*Task to carry out*: Please repeat the entries below exactly as written, leaving out any images.

*Dataset content*:
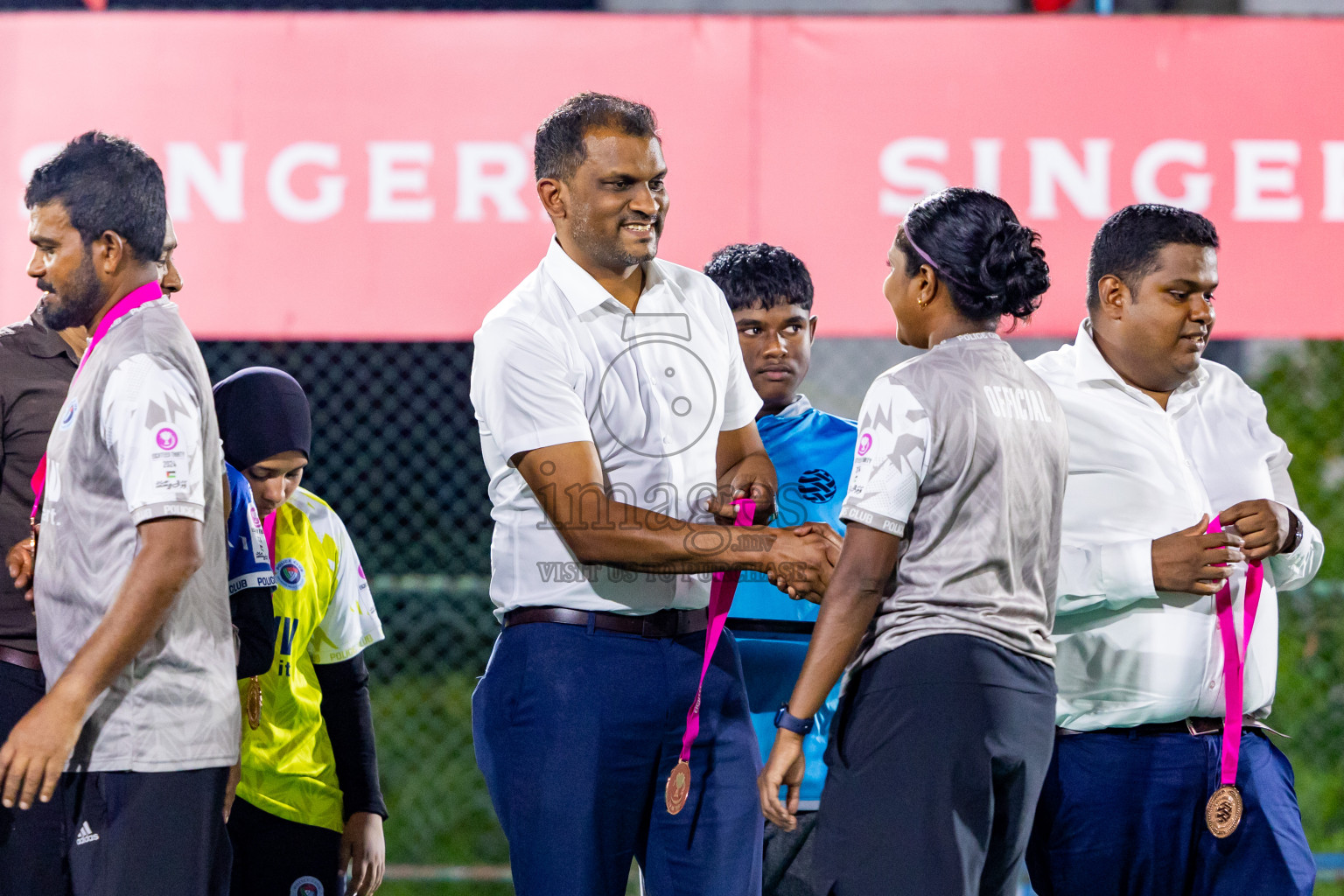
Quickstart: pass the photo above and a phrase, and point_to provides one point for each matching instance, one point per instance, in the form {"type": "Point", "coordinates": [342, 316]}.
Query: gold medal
{"type": "Point", "coordinates": [679, 788]}
{"type": "Point", "coordinates": [255, 704]}
{"type": "Point", "coordinates": [1223, 812]}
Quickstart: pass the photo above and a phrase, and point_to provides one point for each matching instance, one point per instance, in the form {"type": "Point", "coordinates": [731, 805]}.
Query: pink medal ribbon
{"type": "Point", "coordinates": [130, 303]}
{"type": "Point", "coordinates": [1223, 812]}
{"type": "Point", "coordinates": [721, 598]}
{"type": "Point", "coordinates": [268, 528]}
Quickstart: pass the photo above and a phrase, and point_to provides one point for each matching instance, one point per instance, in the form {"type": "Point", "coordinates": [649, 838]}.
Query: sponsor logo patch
{"type": "Point", "coordinates": [817, 486]}
{"type": "Point", "coordinates": [290, 574]}
{"type": "Point", "coordinates": [305, 886]}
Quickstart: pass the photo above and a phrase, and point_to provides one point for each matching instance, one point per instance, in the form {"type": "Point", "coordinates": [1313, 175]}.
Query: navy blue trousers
{"type": "Point", "coordinates": [577, 731]}
{"type": "Point", "coordinates": [1124, 816]}
{"type": "Point", "coordinates": [147, 833]}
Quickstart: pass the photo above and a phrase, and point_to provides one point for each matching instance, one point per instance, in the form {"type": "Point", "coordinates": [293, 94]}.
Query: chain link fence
{"type": "Point", "coordinates": [396, 453]}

*Answer space*:
Quickstart: pass the photo above and a phrase, and point_to provides one point for each matching instance, one point per instance, in the form {"type": "Point", "coordinates": [342, 316]}.
Query: gold medal
{"type": "Point", "coordinates": [679, 788]}
{"type": "Point", "coordinates": [255, 704]}
{"type": "Point", "coordinates": [1223, 812]}
Quickstart: pass the photo above and a phrase, and point_to provides one point for each matching instance, one point per instance, in the form {"type": "Point", "coordinates": [731, 805]}.
Query: pink medal ribbon
{"type": "Point", "coordinates": [130, 303]}
{"type": "Point", "coordinates": [1223, 812]}
{"type": "Point", "coordinates": [721, 598]}
{"type": "Point", "coordinates": [268, 528]}
Quickstart: pass the photo above and a phrase, and point_to provides one point for each matching instance, one point per instance, in the form {"type": "Point", "coordinates": [649, 838]}.
Query: sponsor logo patch
{"type": "Point", "coordinates": [817, 486]}
{"type": "Point", "coordinates": [290, 574]}
{"type": "Point", "coordinates": [305, 886]}
Quickstart: pass the photo above and a phrase, and point_to provides one point for each matching instance, one point per instance, in the form {"type": "Point", "coordinates": [1313, 175]}.
Query: navy blue trousers
{"type": "Point", "coordinates": [577, 731]}
{"type": "Point", "coordinates": [1124, 816]}
{"type": "Point", "coordinates": [147, 833]}
Quickstart: pass the photo above and a phrase, and point_to provides one point for each matching instance, one point per instance, in the form {"type": "Point", "coordinates": [293, 94]}.
Query: chain link fence
{"type": "Point", "coordinates": [396, 453]}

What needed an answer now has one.